__Given request__
Return each line of the listing below that contains the word "background".

__Entries supplied__
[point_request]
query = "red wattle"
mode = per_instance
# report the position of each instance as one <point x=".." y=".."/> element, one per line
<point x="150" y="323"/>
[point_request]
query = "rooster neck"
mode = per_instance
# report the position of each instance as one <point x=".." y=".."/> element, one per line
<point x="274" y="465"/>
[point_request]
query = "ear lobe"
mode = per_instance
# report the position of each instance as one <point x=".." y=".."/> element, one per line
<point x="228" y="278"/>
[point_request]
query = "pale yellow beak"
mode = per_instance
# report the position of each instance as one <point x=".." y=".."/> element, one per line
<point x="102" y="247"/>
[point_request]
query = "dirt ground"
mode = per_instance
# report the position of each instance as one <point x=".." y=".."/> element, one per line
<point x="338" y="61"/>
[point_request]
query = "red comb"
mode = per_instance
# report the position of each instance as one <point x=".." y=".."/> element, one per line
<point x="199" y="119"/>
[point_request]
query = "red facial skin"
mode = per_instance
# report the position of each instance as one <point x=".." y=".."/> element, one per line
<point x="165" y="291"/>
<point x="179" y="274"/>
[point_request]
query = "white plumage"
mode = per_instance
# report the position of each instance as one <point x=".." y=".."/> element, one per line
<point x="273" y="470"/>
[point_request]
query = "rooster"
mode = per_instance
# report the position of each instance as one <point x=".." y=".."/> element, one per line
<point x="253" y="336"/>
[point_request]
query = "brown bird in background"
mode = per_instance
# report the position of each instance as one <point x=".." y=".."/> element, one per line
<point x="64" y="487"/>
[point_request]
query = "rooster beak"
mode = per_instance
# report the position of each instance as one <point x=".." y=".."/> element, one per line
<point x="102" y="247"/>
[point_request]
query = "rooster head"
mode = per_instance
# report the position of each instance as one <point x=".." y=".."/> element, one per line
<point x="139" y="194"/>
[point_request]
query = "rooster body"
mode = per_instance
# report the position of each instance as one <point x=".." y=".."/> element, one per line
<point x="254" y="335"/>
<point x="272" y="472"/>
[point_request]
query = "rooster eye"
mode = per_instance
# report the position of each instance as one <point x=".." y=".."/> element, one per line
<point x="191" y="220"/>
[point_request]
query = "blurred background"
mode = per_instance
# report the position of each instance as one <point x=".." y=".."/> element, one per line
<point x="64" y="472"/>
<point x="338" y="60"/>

__Expected answer__
query = "brown bird in background"
query = "blurred background"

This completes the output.